Repeat the entries below exactly. Begin with the first line and end with the line that contains "of the smiling".

Available data below:

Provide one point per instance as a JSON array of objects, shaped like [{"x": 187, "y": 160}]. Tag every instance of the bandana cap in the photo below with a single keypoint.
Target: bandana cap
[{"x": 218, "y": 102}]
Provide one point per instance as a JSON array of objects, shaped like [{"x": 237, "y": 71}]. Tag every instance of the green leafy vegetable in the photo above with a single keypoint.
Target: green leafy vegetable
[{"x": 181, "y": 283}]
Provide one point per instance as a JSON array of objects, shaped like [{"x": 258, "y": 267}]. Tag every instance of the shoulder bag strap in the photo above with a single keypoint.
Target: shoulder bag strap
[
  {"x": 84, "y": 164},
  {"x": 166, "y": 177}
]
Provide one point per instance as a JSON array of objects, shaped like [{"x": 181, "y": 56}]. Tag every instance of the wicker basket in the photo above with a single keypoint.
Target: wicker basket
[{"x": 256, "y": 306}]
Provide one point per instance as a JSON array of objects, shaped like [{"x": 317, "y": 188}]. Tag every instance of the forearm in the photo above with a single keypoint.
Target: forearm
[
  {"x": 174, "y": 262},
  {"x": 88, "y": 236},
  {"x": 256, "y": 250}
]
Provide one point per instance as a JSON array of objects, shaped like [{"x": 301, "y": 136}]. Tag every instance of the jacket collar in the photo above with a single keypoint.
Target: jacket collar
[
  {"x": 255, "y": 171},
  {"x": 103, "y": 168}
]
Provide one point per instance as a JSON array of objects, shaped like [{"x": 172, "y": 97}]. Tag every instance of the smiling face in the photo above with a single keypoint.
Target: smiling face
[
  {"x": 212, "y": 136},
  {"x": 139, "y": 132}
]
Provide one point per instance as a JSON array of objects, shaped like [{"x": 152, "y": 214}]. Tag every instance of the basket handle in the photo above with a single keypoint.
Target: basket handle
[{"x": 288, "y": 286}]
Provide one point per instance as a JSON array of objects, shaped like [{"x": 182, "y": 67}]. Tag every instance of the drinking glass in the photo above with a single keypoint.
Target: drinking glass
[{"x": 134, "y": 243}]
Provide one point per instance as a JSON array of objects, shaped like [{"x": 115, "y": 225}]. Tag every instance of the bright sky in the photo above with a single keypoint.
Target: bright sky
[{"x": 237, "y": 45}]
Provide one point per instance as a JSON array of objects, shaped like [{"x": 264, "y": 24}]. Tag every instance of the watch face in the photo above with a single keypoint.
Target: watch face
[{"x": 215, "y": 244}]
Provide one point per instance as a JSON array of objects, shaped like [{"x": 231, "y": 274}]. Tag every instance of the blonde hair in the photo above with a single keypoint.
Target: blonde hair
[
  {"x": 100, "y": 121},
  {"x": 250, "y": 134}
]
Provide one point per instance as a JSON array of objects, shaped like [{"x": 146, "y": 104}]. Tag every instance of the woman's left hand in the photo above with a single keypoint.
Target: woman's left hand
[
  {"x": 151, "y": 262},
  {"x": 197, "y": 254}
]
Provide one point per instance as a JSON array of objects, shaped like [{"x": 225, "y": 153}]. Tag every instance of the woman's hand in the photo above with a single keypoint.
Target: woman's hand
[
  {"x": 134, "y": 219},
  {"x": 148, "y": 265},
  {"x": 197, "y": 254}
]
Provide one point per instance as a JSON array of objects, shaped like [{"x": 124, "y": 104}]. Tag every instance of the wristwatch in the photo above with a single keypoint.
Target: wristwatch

End of Available data.

**Response for this exercise**:
Provide one point per instance as a JSON array of objects, shaped like [{"x": 187, "y": 160}]. Tag every instance of the bandana cap in the photo below with a single keypoint.
Target: bandana cap
[{"x": 218, "y": 102}]
Provide one point per instance as a JSON array of objects, shaped like [{"x": 237, "y": 71}]. Tag every instance of the green leafy vegetable in the photo above with a single keypoint.
Target: green leafy vegetable
[{"x": 181, "y": 283}]
Provide one point per instance as a JSON array of objects, shaped like [{"x": 258, "y": 267}]. Tag every instance of the shoulder bag strap in the photo above with a single keypoint.
Target: shoulder bag strap
[
  {"x": 84, "y": 164},
  {"x": 166, "y": 177}
]
Provide one point per instance as a JSON array of objects, shaped like [{"x": 181, "y": 56}]. Tag every instance of the wicker basket in the photo above with a single keypoint.
Target: wicker basket
[{"x": 256, "y": 306}]
Provide one point per instance as a JSON array of objects, shaped like [{"x": 317, "y": 188}]. Tag every instance of the forearm in the photo above with a single keypoint.
Target: forearm
[
  {"x": 174, "y": 262},
  {"x": 88, "y": 236},
  {"x": 256, "y": 250}
]
Provide one point per instance as a JSON array of objects, shaped like [{"x": 301, "y": 136}]. Tag every instance of the jacket collar in the photo above with a single keypoint.
Target: jacket collar
[
  {"x": 255, "y": 171},
  {"x": 103, "y": 168}
]
Provide one point per instance as a JSON array of objects, shaped like [{"x": 172, "y": 97}]. Tag every instance of the smiling face in the photo above with a single keypoint.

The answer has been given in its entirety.